Your instructions:
Report each line of the data below that contains the word "wetsuit", copying every such line in full.

Records for this exercise:
######
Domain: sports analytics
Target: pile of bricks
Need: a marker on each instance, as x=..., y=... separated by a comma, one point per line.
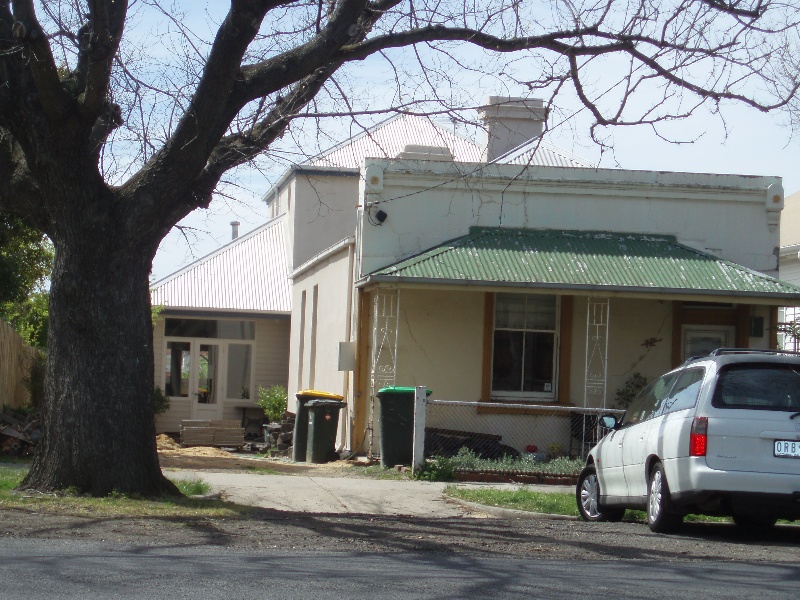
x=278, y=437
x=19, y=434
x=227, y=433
######
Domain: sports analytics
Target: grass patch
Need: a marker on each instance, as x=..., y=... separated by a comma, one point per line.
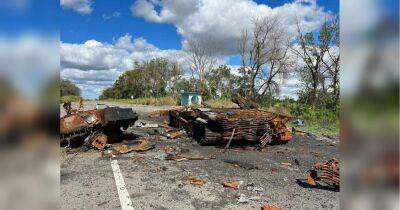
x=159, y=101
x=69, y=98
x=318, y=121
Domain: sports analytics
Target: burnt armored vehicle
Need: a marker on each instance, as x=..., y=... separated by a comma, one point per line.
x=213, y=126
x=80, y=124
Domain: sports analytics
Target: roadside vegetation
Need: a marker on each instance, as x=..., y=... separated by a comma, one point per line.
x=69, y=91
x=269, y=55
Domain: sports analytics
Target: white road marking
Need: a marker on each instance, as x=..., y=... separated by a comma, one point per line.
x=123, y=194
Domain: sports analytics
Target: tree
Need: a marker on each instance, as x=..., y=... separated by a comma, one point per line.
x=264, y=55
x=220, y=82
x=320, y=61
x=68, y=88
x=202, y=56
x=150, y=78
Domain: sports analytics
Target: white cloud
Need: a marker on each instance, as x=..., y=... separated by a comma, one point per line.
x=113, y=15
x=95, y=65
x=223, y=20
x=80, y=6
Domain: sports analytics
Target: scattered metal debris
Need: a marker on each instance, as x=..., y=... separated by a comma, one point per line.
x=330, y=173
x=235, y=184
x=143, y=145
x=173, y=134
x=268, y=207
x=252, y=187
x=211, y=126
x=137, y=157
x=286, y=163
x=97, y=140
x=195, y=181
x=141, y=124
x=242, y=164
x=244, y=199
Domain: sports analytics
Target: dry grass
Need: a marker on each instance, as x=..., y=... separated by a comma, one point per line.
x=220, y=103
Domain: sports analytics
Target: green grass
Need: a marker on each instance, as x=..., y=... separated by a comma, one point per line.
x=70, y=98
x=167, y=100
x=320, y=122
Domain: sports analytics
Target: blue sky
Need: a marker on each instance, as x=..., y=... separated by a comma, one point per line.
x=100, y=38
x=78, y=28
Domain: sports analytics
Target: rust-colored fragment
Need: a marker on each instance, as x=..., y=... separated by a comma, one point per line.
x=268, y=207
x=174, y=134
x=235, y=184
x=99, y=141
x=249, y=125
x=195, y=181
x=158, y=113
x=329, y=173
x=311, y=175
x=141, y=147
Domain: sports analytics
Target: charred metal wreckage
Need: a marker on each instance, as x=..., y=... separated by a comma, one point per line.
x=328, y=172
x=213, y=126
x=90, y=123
######
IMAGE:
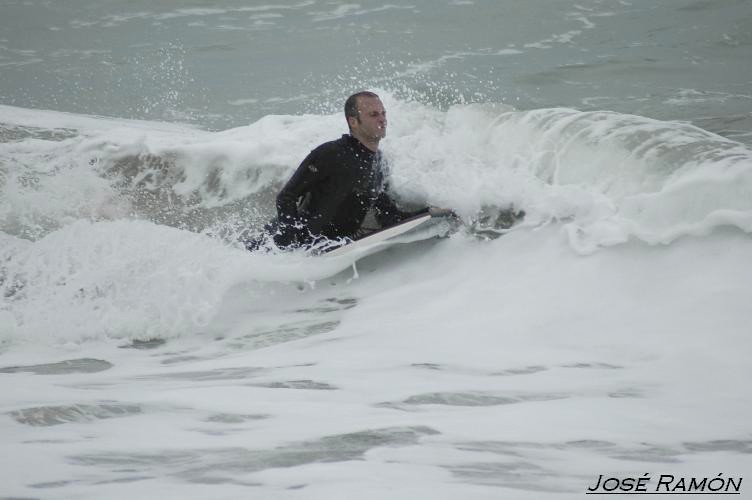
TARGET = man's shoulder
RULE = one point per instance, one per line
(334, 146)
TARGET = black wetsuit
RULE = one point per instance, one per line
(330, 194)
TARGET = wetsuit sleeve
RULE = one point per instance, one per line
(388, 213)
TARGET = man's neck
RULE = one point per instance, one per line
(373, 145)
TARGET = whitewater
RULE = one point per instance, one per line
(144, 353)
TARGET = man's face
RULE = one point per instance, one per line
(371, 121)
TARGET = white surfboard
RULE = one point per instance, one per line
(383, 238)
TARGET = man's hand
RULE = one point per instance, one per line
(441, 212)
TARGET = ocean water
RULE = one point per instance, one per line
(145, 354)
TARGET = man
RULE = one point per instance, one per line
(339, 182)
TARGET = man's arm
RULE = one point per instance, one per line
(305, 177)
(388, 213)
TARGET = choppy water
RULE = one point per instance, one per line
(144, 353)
######
The reply:
TARGET = black wetsuit
TARGET = wetsuit sleeve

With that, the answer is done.